_Activity:_
Please repeat the lines below exactly. Begin with the line containing "Target: light blue t-shirt" and go on through the line containing "Target: building facade".

_Records shown:_
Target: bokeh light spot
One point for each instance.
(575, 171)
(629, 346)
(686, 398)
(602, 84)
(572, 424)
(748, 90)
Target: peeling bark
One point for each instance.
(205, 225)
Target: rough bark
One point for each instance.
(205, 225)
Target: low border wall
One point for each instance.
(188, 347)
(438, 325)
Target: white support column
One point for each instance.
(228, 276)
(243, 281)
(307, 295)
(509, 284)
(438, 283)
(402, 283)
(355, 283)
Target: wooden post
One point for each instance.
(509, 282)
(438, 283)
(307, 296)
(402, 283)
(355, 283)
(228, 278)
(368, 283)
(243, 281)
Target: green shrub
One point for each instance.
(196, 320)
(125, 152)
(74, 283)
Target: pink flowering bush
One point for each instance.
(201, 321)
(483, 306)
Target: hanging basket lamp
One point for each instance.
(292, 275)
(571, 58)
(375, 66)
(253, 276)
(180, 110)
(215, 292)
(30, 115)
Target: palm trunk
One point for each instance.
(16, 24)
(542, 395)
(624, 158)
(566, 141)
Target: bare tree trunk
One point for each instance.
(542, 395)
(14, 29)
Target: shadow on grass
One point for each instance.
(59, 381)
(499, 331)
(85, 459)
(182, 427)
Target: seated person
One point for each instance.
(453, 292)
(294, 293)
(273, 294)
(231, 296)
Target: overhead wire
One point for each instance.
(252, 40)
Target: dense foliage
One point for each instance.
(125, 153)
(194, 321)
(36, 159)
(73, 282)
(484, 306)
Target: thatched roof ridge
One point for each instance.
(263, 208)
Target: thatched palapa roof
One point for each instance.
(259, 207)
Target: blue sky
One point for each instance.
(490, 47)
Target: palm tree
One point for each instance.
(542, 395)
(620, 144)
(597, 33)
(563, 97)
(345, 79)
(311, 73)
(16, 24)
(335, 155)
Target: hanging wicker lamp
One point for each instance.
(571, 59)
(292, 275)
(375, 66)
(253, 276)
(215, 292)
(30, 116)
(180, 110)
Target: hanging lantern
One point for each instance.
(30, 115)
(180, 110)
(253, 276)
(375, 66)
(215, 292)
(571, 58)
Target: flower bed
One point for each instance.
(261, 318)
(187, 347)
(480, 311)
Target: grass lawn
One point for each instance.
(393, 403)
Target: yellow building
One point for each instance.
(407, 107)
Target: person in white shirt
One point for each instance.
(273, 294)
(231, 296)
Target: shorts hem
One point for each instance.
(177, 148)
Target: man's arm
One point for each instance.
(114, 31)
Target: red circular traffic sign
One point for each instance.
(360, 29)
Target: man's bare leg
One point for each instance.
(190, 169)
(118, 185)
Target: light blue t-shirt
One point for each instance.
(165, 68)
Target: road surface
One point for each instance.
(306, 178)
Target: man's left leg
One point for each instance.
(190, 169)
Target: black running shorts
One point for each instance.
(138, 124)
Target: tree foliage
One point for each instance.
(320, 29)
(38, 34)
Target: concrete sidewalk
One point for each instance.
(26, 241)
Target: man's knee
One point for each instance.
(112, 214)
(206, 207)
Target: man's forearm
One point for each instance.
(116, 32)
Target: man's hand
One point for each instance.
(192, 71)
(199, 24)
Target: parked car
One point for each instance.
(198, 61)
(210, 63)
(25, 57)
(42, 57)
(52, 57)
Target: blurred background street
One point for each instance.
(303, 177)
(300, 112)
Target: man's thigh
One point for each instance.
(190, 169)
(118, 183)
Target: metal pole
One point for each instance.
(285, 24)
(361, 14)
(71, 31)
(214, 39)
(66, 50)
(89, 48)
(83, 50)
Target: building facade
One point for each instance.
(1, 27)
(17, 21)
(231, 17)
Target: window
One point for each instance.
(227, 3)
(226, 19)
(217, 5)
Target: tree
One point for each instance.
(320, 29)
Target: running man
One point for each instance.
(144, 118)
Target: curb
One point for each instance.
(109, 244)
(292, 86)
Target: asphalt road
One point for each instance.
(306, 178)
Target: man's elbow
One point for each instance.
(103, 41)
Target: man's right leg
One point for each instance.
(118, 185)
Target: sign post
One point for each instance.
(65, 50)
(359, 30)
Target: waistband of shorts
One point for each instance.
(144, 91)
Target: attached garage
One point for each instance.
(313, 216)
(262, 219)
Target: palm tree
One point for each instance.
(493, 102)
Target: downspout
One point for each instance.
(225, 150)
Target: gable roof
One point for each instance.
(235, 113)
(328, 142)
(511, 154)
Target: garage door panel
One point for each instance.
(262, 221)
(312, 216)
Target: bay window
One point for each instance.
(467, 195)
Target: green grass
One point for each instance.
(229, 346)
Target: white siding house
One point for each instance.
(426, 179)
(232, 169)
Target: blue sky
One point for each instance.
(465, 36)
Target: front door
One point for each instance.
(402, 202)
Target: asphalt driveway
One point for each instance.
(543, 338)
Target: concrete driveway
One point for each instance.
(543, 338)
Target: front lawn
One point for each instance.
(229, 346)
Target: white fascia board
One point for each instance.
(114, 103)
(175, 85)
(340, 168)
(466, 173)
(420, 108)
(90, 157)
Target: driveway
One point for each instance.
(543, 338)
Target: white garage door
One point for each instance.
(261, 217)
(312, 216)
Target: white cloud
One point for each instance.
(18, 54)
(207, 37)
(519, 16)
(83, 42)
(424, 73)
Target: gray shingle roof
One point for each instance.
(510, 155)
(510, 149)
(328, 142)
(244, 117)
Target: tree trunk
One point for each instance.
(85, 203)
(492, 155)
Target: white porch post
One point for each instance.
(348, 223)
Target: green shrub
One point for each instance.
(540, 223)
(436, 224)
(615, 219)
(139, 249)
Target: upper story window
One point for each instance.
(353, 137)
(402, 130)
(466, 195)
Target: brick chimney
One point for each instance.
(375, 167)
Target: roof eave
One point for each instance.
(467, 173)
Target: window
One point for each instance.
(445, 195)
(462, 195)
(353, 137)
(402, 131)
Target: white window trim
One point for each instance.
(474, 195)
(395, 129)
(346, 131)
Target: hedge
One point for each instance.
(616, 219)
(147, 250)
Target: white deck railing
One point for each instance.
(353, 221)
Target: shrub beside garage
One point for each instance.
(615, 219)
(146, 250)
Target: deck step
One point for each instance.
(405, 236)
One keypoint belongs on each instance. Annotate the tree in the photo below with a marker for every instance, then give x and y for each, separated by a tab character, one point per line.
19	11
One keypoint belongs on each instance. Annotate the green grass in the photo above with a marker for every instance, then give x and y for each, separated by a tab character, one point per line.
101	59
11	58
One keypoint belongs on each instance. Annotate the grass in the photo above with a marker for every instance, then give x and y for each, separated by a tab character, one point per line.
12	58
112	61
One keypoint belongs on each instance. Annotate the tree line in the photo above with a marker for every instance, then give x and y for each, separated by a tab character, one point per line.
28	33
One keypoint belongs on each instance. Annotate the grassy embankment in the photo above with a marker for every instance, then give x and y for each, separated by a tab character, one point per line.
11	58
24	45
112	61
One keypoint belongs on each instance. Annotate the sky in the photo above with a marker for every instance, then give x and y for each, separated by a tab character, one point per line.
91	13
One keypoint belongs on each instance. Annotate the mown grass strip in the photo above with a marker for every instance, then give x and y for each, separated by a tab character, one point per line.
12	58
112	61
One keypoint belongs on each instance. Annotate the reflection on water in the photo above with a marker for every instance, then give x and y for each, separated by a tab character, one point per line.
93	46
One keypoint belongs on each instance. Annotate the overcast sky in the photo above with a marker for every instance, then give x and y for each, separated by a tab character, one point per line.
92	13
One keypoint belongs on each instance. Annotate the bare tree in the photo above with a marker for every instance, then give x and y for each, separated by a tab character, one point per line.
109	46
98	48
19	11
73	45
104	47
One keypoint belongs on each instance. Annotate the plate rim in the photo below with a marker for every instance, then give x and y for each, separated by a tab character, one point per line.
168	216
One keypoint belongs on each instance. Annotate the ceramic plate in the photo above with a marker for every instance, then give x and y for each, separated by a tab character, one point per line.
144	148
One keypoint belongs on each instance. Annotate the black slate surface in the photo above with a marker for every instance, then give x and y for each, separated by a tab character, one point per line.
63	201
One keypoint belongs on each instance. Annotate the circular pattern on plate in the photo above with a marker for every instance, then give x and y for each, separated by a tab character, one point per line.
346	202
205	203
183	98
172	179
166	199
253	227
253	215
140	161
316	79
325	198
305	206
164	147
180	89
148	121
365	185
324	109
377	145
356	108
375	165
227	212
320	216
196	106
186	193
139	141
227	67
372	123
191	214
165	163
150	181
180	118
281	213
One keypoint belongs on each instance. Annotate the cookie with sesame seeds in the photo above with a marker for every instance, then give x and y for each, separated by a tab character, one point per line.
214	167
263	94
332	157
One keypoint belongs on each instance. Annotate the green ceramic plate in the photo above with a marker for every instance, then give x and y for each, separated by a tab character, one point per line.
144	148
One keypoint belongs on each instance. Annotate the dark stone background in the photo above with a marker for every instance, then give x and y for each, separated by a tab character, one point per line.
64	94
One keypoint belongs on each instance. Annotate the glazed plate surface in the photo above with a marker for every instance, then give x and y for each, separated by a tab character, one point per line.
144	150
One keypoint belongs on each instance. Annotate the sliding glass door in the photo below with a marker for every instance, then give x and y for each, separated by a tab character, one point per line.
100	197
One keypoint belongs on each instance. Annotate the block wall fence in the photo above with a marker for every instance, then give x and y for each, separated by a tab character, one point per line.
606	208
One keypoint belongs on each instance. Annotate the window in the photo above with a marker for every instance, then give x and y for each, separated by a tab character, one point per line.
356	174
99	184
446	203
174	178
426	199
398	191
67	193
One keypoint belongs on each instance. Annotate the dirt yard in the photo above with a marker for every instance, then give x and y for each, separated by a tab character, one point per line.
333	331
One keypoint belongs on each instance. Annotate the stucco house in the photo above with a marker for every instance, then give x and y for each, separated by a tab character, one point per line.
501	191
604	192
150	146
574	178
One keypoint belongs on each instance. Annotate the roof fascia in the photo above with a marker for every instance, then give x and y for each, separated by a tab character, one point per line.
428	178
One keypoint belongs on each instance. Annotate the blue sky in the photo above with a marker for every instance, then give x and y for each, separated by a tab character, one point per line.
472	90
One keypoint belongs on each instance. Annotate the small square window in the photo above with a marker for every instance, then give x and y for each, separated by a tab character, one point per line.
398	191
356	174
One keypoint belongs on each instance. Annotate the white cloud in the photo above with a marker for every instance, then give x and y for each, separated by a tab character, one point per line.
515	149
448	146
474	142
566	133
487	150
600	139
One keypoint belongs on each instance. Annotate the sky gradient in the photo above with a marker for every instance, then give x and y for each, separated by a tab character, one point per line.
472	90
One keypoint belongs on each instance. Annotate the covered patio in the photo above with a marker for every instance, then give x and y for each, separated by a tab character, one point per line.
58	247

_Output for this task:_
Target: light blue t-shirt
One point for each instance.
(165, 68)
Target: road surface
One point for each instance.
(306, 178)
Target: man's left leg
One point for each instance.
(190, 169)
Target: black running shorts
One point for each instance.
(138, 124)
Target: tree foliage
One point for each instance.
(320, 29)
(38, 34)
Target: concrete sidewalk
One point for each instance.
(26, 241)
Target: man's knee
One point for each instance.
(112, 214)
(206, 207)
Target: man's forearm
One point for each instance.
(116, 32)
Target: man's hand
One point for each instance.
(192, 71)
(199, 24)
Target: parked car
One point for each instance.
(198, 61)
(210, 63)
(25, 57)
(42, 57)
(52, 57)
Target: blurred background street
One point for each instance.
(303, 177)
(300, 112)
Target: man's thigh
One point for each instance.
(190, 169)
(118, 183)
Target: metal pole
One point for each instance.
(285, 24)
(361, 14)
(71, 31)
(214, 39)
(66, 50)
(89, 48)
(83, 50)
Target: building facade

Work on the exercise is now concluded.